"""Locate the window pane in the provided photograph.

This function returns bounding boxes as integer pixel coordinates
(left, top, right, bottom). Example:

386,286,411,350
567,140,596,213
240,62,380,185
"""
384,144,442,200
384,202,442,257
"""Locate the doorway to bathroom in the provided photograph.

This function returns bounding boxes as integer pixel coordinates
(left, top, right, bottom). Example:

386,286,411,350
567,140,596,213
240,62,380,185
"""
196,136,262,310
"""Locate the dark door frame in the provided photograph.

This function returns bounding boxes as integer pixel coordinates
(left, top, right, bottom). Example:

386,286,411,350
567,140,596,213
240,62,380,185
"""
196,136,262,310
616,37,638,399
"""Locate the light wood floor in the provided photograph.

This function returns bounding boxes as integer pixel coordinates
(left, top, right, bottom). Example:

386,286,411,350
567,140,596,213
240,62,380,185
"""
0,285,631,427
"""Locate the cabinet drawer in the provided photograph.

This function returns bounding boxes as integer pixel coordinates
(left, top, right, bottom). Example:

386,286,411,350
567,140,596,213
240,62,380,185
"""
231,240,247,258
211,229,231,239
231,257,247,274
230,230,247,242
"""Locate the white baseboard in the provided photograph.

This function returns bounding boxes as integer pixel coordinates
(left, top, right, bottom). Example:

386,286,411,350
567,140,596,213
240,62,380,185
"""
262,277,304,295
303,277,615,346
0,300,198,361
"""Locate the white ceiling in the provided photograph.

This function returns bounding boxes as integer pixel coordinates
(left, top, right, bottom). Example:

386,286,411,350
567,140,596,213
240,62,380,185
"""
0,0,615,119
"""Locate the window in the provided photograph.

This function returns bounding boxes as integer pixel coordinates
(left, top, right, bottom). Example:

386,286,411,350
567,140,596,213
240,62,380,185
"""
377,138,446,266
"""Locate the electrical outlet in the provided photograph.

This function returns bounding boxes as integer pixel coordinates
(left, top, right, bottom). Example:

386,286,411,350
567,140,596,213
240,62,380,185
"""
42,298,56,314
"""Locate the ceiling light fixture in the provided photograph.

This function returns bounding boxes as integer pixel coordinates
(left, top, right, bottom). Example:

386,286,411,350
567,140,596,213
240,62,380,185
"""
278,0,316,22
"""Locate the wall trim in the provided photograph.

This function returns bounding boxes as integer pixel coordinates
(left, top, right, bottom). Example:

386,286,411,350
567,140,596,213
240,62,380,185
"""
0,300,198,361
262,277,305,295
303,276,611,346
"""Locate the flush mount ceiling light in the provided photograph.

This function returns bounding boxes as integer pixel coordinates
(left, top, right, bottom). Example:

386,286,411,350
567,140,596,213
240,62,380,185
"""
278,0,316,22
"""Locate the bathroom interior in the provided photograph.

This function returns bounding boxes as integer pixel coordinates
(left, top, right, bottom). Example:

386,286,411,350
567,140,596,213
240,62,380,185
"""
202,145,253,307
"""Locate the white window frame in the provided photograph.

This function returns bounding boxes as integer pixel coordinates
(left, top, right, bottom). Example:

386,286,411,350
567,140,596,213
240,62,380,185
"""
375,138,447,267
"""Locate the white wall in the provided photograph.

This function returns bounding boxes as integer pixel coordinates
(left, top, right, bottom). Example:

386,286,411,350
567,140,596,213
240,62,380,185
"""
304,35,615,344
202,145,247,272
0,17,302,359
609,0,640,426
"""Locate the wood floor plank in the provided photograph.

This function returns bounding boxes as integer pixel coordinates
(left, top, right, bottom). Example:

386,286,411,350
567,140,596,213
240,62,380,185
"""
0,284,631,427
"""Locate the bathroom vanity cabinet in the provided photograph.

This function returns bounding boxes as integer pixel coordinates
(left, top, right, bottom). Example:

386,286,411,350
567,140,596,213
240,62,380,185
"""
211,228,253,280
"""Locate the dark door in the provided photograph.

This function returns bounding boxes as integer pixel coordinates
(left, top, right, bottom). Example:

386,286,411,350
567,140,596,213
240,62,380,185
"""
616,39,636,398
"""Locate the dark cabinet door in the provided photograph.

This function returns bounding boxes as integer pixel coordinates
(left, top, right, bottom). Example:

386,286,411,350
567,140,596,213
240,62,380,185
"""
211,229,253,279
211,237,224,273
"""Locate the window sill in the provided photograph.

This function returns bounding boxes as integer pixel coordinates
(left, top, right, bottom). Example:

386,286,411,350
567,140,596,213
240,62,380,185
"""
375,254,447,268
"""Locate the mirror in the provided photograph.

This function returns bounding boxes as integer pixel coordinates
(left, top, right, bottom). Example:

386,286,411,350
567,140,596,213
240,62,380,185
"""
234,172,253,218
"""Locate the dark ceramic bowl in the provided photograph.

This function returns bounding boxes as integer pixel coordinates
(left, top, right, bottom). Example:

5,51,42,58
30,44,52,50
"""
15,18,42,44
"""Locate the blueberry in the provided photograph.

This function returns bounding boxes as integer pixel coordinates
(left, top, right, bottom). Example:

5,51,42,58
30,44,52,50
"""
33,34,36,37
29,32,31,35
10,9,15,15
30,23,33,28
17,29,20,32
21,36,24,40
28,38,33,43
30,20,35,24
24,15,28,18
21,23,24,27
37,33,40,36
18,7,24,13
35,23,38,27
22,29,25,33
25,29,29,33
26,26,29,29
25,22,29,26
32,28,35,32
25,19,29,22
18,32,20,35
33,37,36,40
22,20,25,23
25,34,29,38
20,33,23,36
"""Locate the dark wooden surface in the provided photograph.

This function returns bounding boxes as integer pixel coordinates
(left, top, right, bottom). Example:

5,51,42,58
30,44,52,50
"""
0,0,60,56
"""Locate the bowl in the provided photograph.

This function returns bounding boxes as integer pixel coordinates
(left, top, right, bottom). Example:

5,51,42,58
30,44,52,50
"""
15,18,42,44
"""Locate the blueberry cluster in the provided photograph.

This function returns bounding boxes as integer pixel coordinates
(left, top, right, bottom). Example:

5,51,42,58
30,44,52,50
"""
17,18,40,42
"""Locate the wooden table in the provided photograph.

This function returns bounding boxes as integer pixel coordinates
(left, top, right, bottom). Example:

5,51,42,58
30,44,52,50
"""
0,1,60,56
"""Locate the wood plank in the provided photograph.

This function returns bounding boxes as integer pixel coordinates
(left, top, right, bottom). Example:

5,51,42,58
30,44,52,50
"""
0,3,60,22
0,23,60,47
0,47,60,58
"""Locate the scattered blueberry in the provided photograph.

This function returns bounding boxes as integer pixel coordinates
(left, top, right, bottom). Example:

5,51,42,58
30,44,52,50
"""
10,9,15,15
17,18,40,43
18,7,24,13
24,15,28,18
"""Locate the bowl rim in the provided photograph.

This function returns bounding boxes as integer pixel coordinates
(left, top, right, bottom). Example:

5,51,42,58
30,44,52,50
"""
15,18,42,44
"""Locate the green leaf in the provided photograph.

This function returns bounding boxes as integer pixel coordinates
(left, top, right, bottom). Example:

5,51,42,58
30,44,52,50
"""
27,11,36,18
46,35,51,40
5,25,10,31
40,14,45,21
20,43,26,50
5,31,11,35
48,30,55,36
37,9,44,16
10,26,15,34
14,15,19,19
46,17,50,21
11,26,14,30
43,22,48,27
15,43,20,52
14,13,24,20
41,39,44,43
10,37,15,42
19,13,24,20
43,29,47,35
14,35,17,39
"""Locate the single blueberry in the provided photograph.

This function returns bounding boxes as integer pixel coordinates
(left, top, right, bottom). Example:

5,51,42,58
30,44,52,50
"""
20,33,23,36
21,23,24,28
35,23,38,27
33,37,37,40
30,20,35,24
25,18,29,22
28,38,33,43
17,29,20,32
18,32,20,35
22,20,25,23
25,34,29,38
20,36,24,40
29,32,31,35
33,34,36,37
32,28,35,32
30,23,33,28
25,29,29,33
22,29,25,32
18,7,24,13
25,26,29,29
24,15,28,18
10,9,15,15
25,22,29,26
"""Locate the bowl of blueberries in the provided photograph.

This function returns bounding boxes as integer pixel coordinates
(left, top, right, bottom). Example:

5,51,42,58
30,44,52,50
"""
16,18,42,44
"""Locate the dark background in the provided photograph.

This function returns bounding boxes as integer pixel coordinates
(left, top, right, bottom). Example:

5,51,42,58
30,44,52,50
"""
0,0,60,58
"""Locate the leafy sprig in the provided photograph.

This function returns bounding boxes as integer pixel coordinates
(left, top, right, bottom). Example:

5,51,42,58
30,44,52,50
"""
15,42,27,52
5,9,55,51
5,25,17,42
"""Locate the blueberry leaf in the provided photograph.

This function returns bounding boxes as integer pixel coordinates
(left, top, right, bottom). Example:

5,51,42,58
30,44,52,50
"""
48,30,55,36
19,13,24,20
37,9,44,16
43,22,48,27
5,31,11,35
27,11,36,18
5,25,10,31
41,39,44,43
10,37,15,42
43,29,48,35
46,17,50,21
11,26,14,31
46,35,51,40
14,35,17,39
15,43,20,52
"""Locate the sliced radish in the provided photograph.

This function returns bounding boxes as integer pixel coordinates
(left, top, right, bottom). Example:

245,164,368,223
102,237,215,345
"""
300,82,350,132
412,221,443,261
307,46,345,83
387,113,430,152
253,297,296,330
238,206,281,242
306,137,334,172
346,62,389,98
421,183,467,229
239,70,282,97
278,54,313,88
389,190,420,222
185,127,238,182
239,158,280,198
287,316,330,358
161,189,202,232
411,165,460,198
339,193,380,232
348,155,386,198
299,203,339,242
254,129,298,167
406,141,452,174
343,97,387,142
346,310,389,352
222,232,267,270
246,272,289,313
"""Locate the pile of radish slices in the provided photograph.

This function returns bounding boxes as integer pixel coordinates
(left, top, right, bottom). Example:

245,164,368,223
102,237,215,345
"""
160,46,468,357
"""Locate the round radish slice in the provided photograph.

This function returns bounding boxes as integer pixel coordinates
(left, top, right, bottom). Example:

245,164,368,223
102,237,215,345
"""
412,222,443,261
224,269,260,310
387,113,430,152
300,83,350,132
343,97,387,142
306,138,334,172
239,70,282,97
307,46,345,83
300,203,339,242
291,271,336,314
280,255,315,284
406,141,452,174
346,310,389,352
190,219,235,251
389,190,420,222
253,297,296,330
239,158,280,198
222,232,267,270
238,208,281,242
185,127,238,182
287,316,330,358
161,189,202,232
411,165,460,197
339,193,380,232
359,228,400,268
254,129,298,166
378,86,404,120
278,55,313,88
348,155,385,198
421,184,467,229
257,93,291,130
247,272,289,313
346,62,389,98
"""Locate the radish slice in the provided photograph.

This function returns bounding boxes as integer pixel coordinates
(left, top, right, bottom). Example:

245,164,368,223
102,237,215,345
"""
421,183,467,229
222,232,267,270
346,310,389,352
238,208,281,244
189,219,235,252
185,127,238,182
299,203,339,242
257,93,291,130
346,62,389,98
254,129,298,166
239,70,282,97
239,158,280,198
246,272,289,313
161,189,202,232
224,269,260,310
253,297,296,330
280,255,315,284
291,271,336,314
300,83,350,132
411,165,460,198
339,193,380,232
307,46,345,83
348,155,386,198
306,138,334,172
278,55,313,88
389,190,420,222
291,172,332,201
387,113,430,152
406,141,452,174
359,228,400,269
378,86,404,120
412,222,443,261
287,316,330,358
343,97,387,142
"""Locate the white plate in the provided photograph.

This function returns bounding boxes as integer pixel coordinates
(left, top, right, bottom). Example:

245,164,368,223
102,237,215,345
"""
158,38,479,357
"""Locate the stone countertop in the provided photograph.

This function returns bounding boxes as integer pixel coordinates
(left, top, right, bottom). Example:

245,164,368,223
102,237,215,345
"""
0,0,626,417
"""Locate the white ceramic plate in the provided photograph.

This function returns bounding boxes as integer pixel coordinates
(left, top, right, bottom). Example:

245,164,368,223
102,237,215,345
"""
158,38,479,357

• The task: From the material, extract everything from the line containing "window frame in the provided photograph." down to the line containing "234,172,253,218", both included, and reproduce those lines without changes.

• Full solution:
"""Locate the white window frame in the provided photograph.

This function returns bounding boxes as integer pixel coordinates
(left, top, right, bottom). Example:

386,286,411,350
567,140,596,213
240,62,380,185
"""
375,138,447,267
"""Locate the white wall in the provided photograph.

This function returns bounding boxes as integer pixel coordinates
(left, top, right, bottom). Example:

386,286,411,350
567,140,596,213
240,62,380,185
"""
304,35,615,344
202,145,247,272
0,17,302,359
609,0,640,426
"""Locate the wood floor plank in the provided photograph.

This function returns bounding boxes as integer pixel coordinates
(left, top, right, bottom). Example:

386,286,411,350
567,140,596,213
240,62,380,185
"""
0,284,631,427
"""Locate the bathroom vanity cabinet in the provided photograph.

This function returns bounding boxes as integer pixel coordinates
(left, top, right, bottom). Example:

386,286,411,350
567,140,596,213
240,62,380,185
"""
211,228,253,280
"""Locate the dark door in the provided photograph.

This function returns bounding boxes as integer pixel coordinates
(left, top, right, bottom). Example:

386,286,411,350
567,140,596,213
240,62,380,185
"""
616,39,636,398
"""Locate the dark cabinet door in the provided photograph.

This function returns bounding boxes as integer pixel coordinates
(left, top, right, bottom). Example:

386,286,411,350
567,140,596,213
240,62,380,185
"""
211,229,253,279
211,237,224,273
"""Locate the window sill in the provided photograph.

This function returns bounding boxes as integer pixel coordinates
(left, top, right, bottom). Example:

386,286,411,350
567,140,596,213
240,62,380,185
"""
375,254,447,268
"""Locate the mirror in the provided photograph.

This function returns bounding boxes as integer pixel coordinates
(left, top, right, bottom). Example:

386,286,411,350
567,140,596,213
240,62,380,185
"""
234,172,253,218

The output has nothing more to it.